Por Flavio Luis Vieira Souza 

Em sessão finalizada em 27/02/2021 foi reconhecido pelo STF que é incompatível com a Constituição Federal a exigência de cadastro em órgão da Administração municipal, de empresas prestadoras de serviços não estabelecidas no território do Município e imposição ao tomador de efetuar a retenção do Imposto Sobre Serviços – ISS quando descumprida tal obrigação acessória, julgamento sob a égide da repercussão geral que analisou a inconstitucionalidade do artigo 9º caput e §2º da Lei nº 13.701/2003 do município de São Paulo, que atribuiu ao tomador de serviço a responsabilidade pela retenção e recolhimento do ISS de empresas prestadoras de serviços de outros municípios não cadastradas.

|---|

PROBLEMA PROPOSTO 1: No texto sobre a decisão do STF, em que data foi finalizada a sessão de julgamento?
O texto sobre a decisão do STF e as linhas não têm relação entre si.

MATERIAL DE ORIGEM:
|---|

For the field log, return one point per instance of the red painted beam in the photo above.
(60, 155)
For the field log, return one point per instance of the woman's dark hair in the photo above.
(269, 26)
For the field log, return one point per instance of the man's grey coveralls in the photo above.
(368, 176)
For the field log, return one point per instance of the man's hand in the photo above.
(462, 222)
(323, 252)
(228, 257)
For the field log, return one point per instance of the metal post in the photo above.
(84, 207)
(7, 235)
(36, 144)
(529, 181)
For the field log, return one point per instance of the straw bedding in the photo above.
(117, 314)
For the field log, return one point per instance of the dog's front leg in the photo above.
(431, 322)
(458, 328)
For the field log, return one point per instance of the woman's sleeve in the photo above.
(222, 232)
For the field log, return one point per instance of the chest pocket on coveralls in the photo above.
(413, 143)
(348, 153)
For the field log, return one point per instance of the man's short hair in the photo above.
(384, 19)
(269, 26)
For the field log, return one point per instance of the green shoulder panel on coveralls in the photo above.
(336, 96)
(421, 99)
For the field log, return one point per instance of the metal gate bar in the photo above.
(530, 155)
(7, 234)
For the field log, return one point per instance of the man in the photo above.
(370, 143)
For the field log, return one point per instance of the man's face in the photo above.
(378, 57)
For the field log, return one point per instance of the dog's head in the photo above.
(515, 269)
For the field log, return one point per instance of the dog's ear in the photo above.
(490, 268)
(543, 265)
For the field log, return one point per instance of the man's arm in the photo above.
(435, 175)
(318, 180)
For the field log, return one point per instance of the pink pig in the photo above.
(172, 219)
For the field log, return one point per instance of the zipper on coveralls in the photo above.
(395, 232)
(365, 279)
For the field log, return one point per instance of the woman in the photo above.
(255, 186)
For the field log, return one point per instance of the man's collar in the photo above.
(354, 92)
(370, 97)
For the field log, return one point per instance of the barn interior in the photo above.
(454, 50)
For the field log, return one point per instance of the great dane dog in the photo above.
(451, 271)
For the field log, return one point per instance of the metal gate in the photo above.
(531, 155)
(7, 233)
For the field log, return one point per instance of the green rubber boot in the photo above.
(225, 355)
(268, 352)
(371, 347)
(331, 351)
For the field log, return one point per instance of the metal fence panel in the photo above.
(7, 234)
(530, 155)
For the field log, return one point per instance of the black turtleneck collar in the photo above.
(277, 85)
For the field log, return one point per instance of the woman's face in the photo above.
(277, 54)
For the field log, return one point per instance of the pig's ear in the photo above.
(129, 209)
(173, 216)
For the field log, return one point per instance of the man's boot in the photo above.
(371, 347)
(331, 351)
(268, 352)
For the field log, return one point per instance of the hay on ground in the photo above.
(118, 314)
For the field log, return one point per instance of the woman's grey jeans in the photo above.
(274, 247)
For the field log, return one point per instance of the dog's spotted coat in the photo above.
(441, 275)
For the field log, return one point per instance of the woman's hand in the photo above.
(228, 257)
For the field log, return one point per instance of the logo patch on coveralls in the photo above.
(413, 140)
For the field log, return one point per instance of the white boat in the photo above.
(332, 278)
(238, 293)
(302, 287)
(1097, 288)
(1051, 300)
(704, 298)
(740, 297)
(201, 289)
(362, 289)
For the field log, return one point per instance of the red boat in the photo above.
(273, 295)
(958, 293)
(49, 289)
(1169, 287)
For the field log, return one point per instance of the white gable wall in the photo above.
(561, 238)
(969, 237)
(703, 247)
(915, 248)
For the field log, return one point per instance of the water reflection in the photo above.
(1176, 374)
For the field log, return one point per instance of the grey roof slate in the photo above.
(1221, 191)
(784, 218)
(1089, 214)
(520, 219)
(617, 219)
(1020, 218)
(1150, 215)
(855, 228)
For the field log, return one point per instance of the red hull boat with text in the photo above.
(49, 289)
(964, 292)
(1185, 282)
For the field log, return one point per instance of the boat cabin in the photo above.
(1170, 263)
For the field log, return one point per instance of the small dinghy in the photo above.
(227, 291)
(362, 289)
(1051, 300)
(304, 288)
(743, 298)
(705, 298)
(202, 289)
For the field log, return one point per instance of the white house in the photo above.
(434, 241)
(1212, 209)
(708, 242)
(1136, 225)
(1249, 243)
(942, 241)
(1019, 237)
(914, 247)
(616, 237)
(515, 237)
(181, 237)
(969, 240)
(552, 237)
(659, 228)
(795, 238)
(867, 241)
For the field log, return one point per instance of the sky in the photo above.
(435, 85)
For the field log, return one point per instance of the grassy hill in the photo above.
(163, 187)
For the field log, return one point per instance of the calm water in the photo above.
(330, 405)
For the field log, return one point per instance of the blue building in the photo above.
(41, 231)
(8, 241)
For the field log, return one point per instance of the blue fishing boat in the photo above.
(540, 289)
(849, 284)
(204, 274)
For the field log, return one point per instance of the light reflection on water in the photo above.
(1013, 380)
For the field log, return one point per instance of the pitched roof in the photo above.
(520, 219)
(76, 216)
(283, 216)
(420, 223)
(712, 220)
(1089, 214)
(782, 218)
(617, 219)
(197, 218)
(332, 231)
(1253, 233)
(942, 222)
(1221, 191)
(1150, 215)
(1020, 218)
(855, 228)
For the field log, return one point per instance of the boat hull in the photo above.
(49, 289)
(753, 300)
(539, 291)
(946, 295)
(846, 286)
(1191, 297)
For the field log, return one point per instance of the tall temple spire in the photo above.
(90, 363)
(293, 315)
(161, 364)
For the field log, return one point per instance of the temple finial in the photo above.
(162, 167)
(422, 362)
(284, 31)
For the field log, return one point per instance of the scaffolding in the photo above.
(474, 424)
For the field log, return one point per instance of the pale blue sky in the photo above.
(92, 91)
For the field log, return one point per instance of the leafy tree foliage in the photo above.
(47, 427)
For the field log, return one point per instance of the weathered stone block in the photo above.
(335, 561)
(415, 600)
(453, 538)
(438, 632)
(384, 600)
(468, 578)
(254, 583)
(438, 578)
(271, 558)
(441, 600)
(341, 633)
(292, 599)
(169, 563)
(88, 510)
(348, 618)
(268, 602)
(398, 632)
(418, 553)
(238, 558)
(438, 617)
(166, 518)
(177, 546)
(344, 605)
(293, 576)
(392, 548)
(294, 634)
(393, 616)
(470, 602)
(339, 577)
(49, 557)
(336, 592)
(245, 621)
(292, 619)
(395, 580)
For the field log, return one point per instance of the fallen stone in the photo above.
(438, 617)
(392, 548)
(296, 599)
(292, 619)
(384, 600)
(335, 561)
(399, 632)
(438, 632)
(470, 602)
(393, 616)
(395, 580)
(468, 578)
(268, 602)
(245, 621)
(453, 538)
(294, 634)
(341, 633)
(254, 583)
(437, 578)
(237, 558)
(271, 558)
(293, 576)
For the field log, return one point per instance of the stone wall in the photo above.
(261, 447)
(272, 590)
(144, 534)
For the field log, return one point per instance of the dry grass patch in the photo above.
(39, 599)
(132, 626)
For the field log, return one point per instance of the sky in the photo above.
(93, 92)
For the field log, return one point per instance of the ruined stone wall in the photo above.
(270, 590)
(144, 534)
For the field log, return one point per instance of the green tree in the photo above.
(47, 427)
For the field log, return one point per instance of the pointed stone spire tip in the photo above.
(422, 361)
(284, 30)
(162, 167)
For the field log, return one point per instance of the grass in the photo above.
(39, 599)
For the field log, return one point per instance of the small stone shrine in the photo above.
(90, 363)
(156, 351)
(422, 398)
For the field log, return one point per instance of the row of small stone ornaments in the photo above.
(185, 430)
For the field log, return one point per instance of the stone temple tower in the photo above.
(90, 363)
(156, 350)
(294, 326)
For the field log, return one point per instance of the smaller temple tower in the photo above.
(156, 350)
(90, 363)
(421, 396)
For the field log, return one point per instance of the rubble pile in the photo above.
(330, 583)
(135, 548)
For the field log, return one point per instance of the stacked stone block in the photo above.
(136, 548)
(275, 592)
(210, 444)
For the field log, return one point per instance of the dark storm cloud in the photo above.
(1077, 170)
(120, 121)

|---|

PROBLEMA PROPOSTO 2: Redigite, nas linhas, tudo o que vai da linha com "building in the photo above." até a linha com "(1013, 380)", incluindo as duas.

RESPOSTA DO EXERCÍCIO 1: Em 27/02/2021.

RESPOSTA DO EXERCÍCIO 2:
For the field log, return one point per instance of the blue building in the photo above.
(41, 231)
(8, 241)
For the field log, return one point per instance of the blue fishing boat in the photo above.
(540, 289)
(849, 284)
(204, 274)
For the field log, return one point per instance of the light reflection on water in the photo above.
(1013, 380)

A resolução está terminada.